Monday, November 13, 2017

CRS Syndrome

Before he died, former LTC Hackworth used to rant occasionally about the U.S. Army's CRS problem. "CRS" stood for "Can't Remember Shit", and it was symbolic for the Army's predilection for forgetting the hard-earned lessons of previous wars. A perfect example that jumped out at me when I read about it was the troubles along the MSRs in Iraq and Afghanistan. It was almost as if the services had stuffed the hard lessons learned about convoys in Vietnam down the memory hole and had to re-learn the same lessons all over again, at the usual cost in blood and treasure.

Here's another lesson from Vietnam we seem to have forgotten; sending Americans to fight small dirty wars in small, corrupt places in the unpaved parts of the world don't result in those shitholes becoming less corrupt but, rather, in corrupting the Americans.

As Charlie Pierce points out, this CRS problem goes all the way back to the beginnings. In his hearings on the Vietnam War, SEN Fulbright said:
“Under our system, Congress, and especially the Senate, shares responsibility with the President for making our Nation's foreign policy. This war, however, started and continues as a Presidential war in which the Congress, since the fraudulent Gulf of Tonkin episode, has not played a significant role.

The purpose of these hearings is to develop the best advice and greater public understanding of the policy alternatives available and positive congressional action to end American participation in the war."
Given their recent enthusiasm in kiboshing any sort of limits on what they see as the open-ended 2001 AUMF the Trumpkins have neither interest in nor worries about not limiting this endless whack-a-muj game the U.S. has been playing for 16 years now.

## RECORD EXCERPTS:
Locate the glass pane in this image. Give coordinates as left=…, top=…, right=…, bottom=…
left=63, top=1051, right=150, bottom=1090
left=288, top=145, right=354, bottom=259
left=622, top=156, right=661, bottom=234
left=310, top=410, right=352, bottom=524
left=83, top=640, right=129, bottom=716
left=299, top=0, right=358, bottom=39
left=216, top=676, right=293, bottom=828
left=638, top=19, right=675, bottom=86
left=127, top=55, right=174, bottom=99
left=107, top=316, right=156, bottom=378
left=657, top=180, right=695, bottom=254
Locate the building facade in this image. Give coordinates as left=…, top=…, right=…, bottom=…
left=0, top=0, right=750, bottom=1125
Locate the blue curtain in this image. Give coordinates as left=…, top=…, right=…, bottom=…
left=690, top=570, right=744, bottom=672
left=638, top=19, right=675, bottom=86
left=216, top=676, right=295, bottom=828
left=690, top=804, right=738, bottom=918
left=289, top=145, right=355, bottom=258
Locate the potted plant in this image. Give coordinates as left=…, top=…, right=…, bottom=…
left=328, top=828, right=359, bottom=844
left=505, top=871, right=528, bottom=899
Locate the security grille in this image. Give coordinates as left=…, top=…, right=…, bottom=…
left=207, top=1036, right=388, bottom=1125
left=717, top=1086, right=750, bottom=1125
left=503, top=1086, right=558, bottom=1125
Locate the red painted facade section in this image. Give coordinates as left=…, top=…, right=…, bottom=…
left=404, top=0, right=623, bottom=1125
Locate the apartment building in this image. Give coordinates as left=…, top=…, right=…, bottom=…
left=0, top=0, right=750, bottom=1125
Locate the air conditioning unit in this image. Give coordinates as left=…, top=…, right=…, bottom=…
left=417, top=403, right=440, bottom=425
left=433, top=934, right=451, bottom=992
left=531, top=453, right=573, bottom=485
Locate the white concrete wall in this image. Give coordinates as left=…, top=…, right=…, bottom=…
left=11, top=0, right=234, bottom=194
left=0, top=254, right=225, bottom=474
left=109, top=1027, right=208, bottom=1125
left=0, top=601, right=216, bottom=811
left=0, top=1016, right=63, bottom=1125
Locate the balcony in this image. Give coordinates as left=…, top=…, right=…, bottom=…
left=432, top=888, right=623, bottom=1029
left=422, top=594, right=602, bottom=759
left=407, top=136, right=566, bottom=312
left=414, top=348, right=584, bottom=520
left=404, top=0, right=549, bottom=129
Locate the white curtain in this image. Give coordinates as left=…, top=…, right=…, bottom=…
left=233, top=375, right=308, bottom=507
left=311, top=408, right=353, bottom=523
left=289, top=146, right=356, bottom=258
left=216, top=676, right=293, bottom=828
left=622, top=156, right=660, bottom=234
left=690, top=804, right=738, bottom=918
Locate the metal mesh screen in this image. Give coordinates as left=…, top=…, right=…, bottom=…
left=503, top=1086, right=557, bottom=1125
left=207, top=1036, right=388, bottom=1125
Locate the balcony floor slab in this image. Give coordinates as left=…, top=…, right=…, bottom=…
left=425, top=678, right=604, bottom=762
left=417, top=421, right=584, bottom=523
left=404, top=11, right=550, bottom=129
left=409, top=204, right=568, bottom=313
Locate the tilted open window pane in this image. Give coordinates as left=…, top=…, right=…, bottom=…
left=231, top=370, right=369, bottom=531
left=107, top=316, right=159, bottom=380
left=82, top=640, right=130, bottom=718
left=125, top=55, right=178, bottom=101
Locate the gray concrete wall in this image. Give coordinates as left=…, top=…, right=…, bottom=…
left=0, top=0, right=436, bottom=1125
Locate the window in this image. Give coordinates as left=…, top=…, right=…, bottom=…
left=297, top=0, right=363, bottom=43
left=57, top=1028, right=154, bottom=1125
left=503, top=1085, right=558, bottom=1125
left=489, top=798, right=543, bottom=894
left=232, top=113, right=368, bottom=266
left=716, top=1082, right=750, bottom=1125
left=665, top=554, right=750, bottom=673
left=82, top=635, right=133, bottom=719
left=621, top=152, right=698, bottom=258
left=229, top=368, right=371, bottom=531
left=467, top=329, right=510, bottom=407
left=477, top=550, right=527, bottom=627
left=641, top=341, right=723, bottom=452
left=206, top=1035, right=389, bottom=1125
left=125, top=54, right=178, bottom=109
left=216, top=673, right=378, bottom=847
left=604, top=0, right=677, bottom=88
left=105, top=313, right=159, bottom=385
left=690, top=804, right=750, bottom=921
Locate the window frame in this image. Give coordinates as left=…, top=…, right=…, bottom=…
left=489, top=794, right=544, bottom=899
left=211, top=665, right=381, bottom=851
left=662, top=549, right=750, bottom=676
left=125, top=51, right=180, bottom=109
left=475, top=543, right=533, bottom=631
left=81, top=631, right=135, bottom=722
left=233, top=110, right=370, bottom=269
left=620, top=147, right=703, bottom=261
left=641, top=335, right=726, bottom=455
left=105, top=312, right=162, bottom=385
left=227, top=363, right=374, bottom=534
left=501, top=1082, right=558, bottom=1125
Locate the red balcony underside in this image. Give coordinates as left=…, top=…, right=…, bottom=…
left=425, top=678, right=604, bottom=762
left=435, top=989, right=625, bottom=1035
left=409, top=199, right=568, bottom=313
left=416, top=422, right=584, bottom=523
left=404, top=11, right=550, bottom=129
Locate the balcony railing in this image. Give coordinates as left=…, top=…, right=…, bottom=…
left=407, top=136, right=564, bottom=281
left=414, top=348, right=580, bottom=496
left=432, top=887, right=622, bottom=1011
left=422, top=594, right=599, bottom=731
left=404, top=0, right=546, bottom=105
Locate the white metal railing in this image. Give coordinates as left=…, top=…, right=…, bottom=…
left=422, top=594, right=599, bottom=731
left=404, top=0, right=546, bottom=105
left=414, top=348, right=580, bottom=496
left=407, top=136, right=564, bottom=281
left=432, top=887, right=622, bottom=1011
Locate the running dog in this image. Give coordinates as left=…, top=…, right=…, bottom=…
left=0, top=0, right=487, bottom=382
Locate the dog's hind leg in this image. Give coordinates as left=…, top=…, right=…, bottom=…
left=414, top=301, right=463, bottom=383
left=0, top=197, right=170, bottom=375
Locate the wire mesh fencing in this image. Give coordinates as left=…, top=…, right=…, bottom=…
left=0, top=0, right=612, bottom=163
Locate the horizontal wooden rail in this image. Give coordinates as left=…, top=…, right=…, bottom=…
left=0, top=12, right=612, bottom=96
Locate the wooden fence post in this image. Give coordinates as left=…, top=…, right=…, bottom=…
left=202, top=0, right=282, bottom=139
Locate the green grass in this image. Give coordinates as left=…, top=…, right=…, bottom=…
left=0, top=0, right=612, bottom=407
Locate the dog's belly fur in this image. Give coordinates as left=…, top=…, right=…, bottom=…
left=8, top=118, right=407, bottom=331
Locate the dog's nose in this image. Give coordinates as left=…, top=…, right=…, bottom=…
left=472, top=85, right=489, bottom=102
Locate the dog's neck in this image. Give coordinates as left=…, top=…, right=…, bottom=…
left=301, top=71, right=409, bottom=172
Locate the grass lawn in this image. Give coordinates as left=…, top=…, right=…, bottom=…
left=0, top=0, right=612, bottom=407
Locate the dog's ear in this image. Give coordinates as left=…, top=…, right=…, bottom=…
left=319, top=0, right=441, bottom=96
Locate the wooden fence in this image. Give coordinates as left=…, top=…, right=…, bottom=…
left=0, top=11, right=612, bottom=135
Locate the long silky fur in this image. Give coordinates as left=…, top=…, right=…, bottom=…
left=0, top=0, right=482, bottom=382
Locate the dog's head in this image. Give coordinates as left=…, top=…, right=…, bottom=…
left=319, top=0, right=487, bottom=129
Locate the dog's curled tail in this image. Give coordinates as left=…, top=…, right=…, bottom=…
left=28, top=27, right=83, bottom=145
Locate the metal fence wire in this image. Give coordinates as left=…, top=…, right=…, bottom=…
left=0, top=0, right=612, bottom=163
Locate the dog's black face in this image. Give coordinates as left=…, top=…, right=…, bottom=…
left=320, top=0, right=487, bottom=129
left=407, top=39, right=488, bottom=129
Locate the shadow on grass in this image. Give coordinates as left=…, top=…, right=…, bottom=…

## WHAT YOU WILL DO:
A: Translate this sentence from the CRS Syndrome post into Spanish: "As Charlie Pierce points out, this CRS problem goes all the way back to the beginnings."
B: Which senator's hearings on the Vietnam War does the CRS Syndrome post quote?
C: Output the passage of the CRS Syndrome post from "As Charlie Pierce" to "a significant role.".
Rely only on the CRS Syndrome post, not on the data.

## WORKED ANSWERS:
A: Como señala Charlie Pierce, este problema de CRS se remonta hasta los mismísimos comienzos.

B: Senator Fulbright's.

C:
As Charlie Pierce points out, this CRS problem goes all the way back to the beginnings. In his hearings on the Vietnam War, SEN Fulbright said:
“Under our system, Congress, and especially the Senate, shares responsibility with the President for making our Nation's foreign policy. This war, however, started and continues as a Presidential war in which the Congress, since the fraudulent Gulf of Tonkin episode, has not played a significant role.